-- start INFORMATION PROVIDED --
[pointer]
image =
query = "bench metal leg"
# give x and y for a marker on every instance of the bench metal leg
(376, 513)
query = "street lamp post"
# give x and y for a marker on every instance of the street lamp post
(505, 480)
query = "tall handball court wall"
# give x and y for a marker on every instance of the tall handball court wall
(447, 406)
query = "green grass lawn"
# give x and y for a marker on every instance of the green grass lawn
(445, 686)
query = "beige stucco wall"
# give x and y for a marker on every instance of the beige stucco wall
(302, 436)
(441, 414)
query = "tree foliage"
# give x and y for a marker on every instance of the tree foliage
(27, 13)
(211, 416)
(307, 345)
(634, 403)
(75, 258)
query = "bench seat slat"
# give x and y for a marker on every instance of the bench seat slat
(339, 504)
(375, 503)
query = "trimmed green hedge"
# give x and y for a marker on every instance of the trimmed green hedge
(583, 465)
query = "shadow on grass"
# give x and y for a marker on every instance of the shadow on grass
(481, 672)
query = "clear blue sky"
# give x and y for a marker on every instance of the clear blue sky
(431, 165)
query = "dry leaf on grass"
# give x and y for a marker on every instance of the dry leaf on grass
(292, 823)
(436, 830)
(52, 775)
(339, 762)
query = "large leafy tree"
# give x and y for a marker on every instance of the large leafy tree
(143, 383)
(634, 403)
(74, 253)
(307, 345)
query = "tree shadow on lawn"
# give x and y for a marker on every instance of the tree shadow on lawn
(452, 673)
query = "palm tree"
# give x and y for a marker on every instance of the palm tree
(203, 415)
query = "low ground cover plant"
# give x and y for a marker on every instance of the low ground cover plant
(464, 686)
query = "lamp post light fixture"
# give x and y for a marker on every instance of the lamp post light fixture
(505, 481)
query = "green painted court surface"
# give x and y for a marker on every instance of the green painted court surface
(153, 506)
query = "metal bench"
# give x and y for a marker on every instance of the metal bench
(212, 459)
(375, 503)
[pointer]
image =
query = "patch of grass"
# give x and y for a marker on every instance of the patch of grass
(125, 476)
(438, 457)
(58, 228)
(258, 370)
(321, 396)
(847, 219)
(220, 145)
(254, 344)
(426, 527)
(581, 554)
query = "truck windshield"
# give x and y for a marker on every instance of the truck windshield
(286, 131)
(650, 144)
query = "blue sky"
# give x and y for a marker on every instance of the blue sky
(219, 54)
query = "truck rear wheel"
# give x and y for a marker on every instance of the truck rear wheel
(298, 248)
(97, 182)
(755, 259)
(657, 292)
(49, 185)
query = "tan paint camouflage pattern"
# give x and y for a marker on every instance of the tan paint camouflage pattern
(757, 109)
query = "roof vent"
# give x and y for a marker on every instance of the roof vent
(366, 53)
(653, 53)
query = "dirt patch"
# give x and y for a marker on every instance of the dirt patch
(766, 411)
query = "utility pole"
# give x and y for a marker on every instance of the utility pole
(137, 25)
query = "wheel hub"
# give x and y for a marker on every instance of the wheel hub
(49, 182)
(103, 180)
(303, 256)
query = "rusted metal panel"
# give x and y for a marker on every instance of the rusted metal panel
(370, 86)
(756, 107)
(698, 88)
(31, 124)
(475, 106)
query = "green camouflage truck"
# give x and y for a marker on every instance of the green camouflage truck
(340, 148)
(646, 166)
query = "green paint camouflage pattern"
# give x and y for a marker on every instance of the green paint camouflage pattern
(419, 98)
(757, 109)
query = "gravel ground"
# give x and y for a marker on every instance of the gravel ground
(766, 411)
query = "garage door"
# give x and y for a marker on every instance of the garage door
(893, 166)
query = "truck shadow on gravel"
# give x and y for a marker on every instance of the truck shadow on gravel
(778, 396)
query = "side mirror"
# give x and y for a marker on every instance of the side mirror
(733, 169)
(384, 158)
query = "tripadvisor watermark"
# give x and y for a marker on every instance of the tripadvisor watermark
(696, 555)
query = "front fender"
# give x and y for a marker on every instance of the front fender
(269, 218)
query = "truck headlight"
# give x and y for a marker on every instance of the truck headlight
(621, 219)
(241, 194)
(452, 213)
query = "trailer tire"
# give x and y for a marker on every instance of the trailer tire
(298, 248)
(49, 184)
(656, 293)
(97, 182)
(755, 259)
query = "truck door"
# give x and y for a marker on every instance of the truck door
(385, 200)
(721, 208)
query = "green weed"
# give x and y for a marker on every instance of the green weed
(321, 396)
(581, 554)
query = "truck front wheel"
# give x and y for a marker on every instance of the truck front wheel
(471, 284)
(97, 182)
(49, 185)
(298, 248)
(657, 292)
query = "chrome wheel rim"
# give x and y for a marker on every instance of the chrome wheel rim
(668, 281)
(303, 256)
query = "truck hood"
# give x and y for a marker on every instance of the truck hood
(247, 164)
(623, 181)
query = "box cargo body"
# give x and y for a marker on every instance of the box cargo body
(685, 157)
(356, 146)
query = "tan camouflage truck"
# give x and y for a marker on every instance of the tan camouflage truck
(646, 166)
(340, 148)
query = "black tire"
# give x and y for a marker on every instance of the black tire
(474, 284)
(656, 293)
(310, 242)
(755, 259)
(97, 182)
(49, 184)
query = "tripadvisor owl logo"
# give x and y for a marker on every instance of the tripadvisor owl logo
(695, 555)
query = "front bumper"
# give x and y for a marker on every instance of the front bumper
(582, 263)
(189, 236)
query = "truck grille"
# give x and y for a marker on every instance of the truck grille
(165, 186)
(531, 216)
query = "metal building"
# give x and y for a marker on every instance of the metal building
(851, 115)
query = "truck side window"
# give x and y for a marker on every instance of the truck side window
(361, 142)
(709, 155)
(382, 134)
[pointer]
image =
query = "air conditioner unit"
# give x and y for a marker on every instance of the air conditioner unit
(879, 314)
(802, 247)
-- end INFORMATION PROVIDED --
WHAT YOU HAVE TO DO: Quote the whole listing above, leaving nothing out.

EXPECTED ANSWER:
[pointer]
image =
query = "bench metal leg"
# give x and y for a marker on every instance of the bench metal leg
(376, 513)
query = "street lamp post"
# give x and y for a marker on every instance of the street lamp post
(505, 480)
query = "tall handball court wall"
# give x and y for a marker on every instance of the tall handball court wall
(447, 406)
query = "green grass lawn"
# give x and y for a marker on every instance of the green grass lawn
(445, 686)
query = "beige stucco wall"
# give x and y for a marker on every instance of the beige stucco wall
(302, 436)
(441, 414)
query = "tree foliage"
# give x and y for a marker on every instance of the tree foliage
(27, 13)
(211, 416)
(307, 345)
(634, 403)
(75, 258)
query = "bench seat slat"
# give x and y for a marker on every instance of the bench seat slat
(339, 504)
(375, 503)
query = "trimmed green hedge"
# give x and y for a marker on every instance of the trimmed green hedge
(583, 465)
query = "shadow on grass"
# give x and y for a marker on every instance of the shadow on grass
(481, 672)
query = "clear blue sky"
# give x and y for a marker on every instance of the clear blue sky
(431, 165)
query = "dry leaf on grass"
# give x and y for a marker on every instance of the dry leaf on grass
(292, 823)
(436, 830)
(52, 775)
(339, 762)
query = "large leafy tree"
# give x and y for a marker on every instance of the large leafy tree
(143, 383)
(634, 403)
(74, 253)
(307, 345)
query = "tree shadow on lawn"
# give x and y for a marker on every instance of the tree shadow on lawn
(452, 673)
query = "palm tree"
# give x and y for a marker on every instance of the palm tree
(203, 415)
query = "low ground cover plant"
# give x and y for a marker on every instance of the low ground cover plant
(464, 686)
query = "lamp post light fixture"
# give x and y for a marker on every instance of the lamp post light fixture
(505, 481)
query = "green painted court surface"
# give x and y for a marker on every instance of the green painted court surface
(153, 506)
query = "metal bench"
# give x and y for a marker on every instance of the metal bench
(212, 459)
(375, 503)
[pointer]
image =
query = "patch of grass"
# give x and y for a marker on every instance of the patch of grass
(125, 476)
(438, 457)
(58, 228)
(258, 370)
(321, 396)
(847, 219)
(220, 145)
(254, 344)
(426, 527)
(581, 554)
query = "truck windshield"
# give x and y for a marker on every instance of the truck windshield
(286, 131)
(650, 144)
query = "blue sky"
# give x and y for a marker on every instance of the blue sky
(219, 54)
query = "truck rear wheel"
# give x and y for a marker on every instance of the truck rear wheel
(298, 248)
(97, 182)
(755, 259)
(657, 292)
(49, 185)
query = "tan paint camouflage pattern"
# give x and y for a marker on every instance of the tan paint camouflage pattern
(757, 109)
query = "roof vent"
# give x and y for a marker on every instance of the roof vent
(366, 53)
(653, 53)
query = "dirt patch"
# give x and y for a marker on every instance of the dirt patch
(766, 411)
query = "utility pole"
# give x and y for a marker on every instance of the utility pole
(137, 25)
query = "wheel hub"
# give x and y for a marker on every instance of the wheel hub
(49, 182)
(103, 180)
(303, 256)
query = "rusted metal panel"
# give x and y for a marker on every instance of the rusted metal panel
(370, 86)
(756, 107)
(698, 88)
(31, 124)
(475, 106)
query = "green camouflage truck"
# give x and y for a marker on every instance of the green camouflage truck
(340, 148)
(646, 166)
query = "green paint camouflage pattern"
# give x and y for a marker on every instance of the green paint camouflage pattern
(419, 98)
(757, 109)
query = "gravel ground"
# give x and y for a marker on every instance of the gravel ground
(766, 411)
query = "garage door"
# give x and y for a marker on every instance of the garage door
(893, 166)
query = "truck shadow on gravel"
# give x and y for a marker on every instance of the truck shadow on gravel
(778, 396)
query = "side mirror"
# give x and y for a marker on every instance of the side mirror
(733, 169)
(384, 158)
query = "tripadvisor watermark"
# give x and y for a marker on every instance of the tripadvisor watermark
(696, 555)
query = "front fender"
# give x and y for a marker on every instance of the front fender
(269, 218)
query = "truck headlight"
# give x and y for a marker on every instance of the truck headlight
(621, 219)
(241, 194)
(452, 213)
query = "trailer tire"
# give x and y for a marker on every instance of the trailer tire
(298, 248)
(49, 184)
(656, 293)
(97, 182)
(755, 259)
query = "truck door"
# give x and y for a marker on every instance of the truck door
(385, 200)
(721, 208)
query = "green weed"
# give x and y for a marker on every instance of the green weed
(321, 396)
(581, 554)
query = "truck front wheel"
# give x and y for a marker on every instance of the truck front wheel
(471, 284)
(97, 182)
(49, 185)
(298, 248)
(657, 292)
query = "chrome wheel rim"
# give x and y for a marker on every instance of the chrome wheel rim
(668, 281)
(303, 256)
query = "truck hood"
# give x and y for a marker on every instance of the truck hood
(247, 164)
(623, 181)
query = "box cargo body"
# give x and y for a marker on every instance of the box cargo body
(685, 157)
(356, 146)
query = "tan camouflage truck"
# give x and y for a marker on every instance of the tan camouflage truck
(646, 166)
(340, 148)
query = "black tire"
# give x and y for a marker on every instance of the black tire
(474, 284)
(656, 293)
(310, 242)
(755, 259)
(97, 182)
(49, 184)
query = "tripadvisor owl logo"
# give x and y for a marker on every instance of the tripadvisor owl logo
(695, 555)
query = "front bumper"
# give x and y for a marker on every instance of the front bumper
(582, 263)
(189, 236)
query = "truck grille"
# give x and y for a marker on every instance of the truck grille
(165, 186)
(531, 216)
query = "metal building"
# give x and y for a marker on every instance of the metal building
(851, 115)
query = "truck side window"
# give x and y for a marker on every instance of the truck side window
(361, 142)
(709, 155)
(382, 134)
[pointer]
image =
query = "air conditioner unit"
# give x and y for a marker on every instance of the air conditioner unit
(879, 314)
(802, 247)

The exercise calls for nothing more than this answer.